Could you copy out, word for word, everything from the row that contains "I'd appreciate your help finding the tree branch" down to the row that contains "[548,124,579,156]", including both of those rows? Leave any pictures out of your copy.

--- start ---

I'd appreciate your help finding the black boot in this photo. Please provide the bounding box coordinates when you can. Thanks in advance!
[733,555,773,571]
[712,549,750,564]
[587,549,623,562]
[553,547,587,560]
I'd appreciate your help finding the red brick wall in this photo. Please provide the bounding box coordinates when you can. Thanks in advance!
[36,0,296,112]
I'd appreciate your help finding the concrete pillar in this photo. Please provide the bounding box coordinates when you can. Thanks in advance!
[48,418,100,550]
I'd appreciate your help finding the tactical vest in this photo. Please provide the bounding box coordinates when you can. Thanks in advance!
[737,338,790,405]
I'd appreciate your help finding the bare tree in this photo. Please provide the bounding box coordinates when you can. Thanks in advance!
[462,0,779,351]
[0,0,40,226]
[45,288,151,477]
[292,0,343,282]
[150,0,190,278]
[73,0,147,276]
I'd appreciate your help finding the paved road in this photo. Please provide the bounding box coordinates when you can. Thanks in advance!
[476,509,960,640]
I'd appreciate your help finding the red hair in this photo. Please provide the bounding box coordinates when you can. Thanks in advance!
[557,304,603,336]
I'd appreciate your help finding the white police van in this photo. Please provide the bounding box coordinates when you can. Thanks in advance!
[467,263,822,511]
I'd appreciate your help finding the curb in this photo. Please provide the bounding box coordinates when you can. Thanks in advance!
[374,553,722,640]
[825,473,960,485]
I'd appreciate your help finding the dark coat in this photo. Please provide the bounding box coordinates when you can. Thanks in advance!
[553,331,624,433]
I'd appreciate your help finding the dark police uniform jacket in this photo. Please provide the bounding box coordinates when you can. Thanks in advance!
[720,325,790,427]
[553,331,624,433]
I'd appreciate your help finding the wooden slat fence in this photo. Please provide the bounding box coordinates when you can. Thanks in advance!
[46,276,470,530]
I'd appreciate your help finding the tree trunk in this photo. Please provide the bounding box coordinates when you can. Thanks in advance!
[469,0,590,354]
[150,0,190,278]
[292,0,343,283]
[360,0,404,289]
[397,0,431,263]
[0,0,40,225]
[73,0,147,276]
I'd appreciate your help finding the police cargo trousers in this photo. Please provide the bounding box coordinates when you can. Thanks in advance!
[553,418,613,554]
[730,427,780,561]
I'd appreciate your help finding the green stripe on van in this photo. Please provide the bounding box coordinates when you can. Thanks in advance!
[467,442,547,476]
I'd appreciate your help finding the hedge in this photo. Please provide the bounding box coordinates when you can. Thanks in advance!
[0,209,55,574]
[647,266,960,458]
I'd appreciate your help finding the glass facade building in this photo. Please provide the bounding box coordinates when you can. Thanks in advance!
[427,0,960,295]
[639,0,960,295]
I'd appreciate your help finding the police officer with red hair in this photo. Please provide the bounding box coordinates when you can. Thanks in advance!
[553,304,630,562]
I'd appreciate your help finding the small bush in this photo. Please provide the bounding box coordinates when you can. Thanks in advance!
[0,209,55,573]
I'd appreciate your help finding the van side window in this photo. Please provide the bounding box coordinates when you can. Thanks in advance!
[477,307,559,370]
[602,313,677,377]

--- end ---
--- start ---

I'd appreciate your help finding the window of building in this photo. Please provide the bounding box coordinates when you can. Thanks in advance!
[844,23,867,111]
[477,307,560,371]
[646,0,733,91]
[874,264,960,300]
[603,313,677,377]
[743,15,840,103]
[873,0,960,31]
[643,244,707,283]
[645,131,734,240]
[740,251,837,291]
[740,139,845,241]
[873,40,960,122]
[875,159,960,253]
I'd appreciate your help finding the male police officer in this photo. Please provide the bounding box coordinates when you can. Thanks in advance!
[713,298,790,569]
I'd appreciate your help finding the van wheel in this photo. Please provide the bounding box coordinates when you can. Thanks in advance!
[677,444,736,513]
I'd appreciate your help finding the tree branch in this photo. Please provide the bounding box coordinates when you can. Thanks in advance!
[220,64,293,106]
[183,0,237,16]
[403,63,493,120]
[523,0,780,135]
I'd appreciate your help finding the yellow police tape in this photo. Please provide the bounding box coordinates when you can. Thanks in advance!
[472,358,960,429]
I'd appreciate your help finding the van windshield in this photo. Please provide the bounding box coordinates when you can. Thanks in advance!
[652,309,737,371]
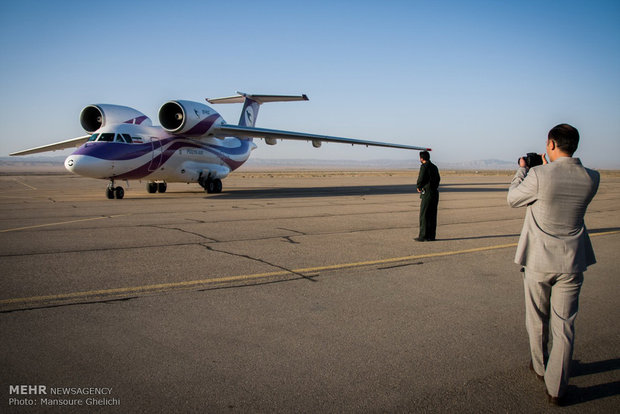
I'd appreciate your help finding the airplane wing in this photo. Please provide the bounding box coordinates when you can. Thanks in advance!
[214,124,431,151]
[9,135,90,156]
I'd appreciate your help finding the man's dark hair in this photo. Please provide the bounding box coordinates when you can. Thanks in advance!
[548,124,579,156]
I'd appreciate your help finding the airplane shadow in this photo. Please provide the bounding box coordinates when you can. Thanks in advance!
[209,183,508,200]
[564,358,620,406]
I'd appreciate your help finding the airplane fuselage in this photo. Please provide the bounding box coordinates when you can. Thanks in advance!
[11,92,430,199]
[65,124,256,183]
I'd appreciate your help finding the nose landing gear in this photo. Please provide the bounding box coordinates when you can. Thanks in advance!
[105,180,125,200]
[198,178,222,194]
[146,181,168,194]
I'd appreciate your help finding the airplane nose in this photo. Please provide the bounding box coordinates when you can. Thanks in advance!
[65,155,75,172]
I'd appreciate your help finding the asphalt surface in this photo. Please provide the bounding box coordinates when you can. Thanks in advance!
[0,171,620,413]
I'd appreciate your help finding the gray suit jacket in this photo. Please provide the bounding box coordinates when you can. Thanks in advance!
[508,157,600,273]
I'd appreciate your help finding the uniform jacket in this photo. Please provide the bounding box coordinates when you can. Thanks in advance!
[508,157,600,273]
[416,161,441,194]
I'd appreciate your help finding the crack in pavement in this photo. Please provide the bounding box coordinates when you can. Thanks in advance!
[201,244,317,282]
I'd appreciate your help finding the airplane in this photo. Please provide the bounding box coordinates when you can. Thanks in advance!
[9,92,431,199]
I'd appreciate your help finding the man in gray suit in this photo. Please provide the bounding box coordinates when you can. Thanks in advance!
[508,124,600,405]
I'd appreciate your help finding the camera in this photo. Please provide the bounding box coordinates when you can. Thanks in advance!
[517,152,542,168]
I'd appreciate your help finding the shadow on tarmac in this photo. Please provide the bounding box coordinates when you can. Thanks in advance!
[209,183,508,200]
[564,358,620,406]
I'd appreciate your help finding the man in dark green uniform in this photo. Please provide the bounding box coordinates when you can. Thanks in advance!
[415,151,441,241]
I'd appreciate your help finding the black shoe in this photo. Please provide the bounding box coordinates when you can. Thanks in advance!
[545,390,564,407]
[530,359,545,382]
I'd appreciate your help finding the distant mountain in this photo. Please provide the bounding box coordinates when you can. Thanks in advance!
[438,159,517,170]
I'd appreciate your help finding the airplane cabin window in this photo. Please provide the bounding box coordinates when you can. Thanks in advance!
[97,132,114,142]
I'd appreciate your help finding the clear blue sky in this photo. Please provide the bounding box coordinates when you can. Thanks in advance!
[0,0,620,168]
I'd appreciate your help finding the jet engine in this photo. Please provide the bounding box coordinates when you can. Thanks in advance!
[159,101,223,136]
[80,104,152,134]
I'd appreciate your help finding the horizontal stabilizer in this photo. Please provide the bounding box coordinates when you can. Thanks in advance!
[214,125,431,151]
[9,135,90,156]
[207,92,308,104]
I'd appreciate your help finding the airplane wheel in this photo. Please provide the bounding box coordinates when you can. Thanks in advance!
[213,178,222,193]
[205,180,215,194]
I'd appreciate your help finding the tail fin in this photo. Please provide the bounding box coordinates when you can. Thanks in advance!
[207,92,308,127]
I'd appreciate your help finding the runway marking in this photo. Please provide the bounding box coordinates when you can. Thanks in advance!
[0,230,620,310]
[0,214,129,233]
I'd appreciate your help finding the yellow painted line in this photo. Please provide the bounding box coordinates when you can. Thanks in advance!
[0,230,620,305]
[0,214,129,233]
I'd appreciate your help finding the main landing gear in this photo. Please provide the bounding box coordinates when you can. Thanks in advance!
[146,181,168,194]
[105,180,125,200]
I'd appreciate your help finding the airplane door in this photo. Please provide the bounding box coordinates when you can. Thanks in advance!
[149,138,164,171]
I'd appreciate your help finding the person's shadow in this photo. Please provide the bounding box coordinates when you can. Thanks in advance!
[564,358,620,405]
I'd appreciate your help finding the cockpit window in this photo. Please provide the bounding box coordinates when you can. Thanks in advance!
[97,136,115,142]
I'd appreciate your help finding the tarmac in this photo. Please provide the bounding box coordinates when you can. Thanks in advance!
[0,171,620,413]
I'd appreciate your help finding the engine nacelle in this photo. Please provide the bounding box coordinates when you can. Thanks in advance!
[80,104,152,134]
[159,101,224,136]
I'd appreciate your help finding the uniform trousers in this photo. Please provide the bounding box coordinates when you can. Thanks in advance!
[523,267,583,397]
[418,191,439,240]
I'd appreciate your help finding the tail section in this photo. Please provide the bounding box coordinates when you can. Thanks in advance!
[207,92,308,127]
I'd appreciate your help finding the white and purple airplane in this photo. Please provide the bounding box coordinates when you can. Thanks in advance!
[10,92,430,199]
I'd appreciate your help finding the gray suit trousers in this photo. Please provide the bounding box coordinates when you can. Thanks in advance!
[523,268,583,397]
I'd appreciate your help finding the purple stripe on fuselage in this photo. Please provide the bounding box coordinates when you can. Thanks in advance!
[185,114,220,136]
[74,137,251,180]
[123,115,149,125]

--- end ---

▸ Reply to the exercise:
I'd appreciate your help finding the tree branch in this photo. Please provide the bounding box coordinates when you can. Thanks in advance!
[220,64,293,106]
[183,0,237,16]
[403,63,493,120]
[523,0,780,135]
I'd appreciate your help finding the yellow police tape in this photo. Please provide the bounding box coordinates when you can. Thanks in advance!
[472,358,960,429]
I'd appreciate your help finding the van windshield in this photo. Please provide the bounding box coordinates when you can. Thanks in advance!
[652,309,737,371]
I'd appreciate your help finding the airplane wing in this photo. Please provide the bounding box coordinates when you can. Thanks in advance!
[214,124,431,151]
[9,135,90,156]
I'd appreciate your help finding the man's dark hair in this photo. Please provide the bounding box coordinates when you can. Thanks in advance!
[548,124,579,156]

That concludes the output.